### Objective:
Reproduce unchanged the lines of the data below, starting at the line containing "Please tag the grey" and ending with the line containing "Target: shallow water", both included.

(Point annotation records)
• • • • •

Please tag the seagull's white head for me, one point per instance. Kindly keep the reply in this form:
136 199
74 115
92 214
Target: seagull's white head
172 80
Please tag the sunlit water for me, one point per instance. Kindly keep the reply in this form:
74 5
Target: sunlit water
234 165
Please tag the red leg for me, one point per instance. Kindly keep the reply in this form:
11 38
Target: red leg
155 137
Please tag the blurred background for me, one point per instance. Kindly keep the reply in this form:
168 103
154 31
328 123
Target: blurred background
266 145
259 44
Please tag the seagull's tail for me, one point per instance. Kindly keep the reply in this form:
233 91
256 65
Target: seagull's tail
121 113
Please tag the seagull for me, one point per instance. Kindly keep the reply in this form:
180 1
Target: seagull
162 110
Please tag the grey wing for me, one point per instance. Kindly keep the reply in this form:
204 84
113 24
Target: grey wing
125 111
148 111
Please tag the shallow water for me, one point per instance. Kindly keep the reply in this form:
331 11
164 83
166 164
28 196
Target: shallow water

• • • • •

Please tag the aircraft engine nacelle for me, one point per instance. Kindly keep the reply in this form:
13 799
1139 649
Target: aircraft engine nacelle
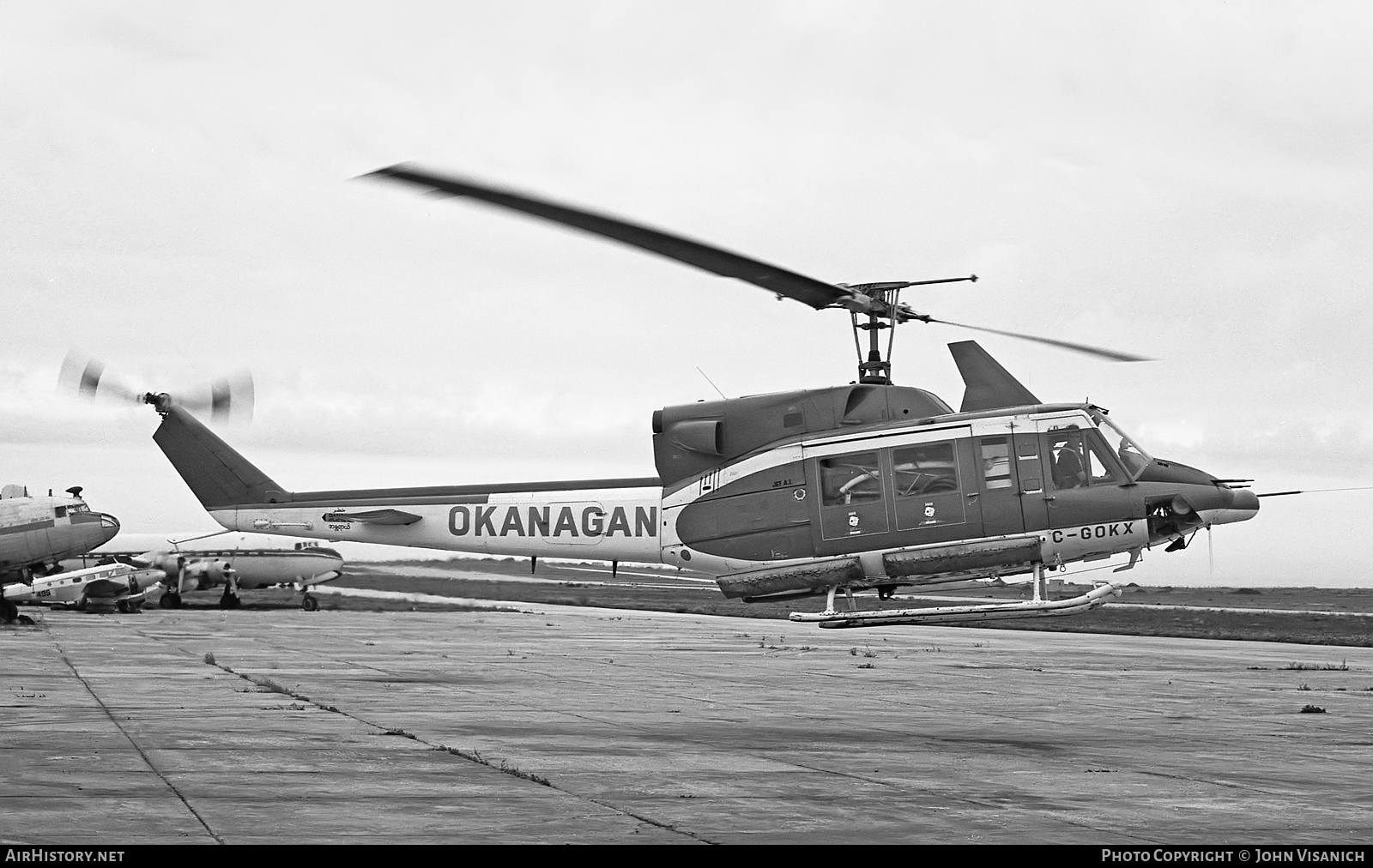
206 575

• • • • •

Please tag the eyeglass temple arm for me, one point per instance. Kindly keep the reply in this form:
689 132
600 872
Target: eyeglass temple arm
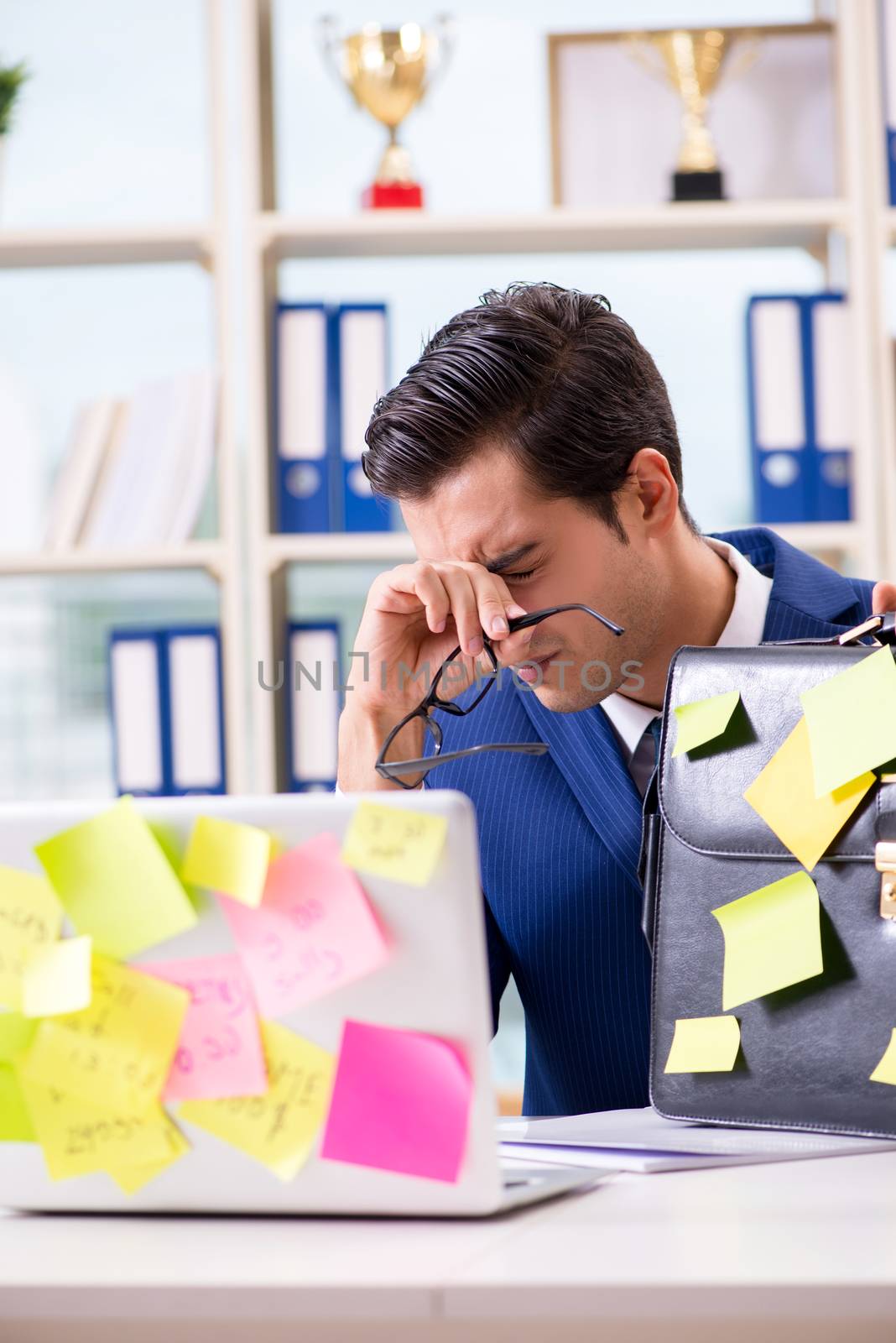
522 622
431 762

• • • • •

### Response to the task:
Please tag the grey wing for me, one point per instance. Kindly keep the reply in this form:
204 84
113 24
Target: grey wing
125 111
148 111
Please tag the shallow water for me, one point per instance. Kindly keep the reply in this form:
331 11
164 83
166 164
28 196
Target: shallow water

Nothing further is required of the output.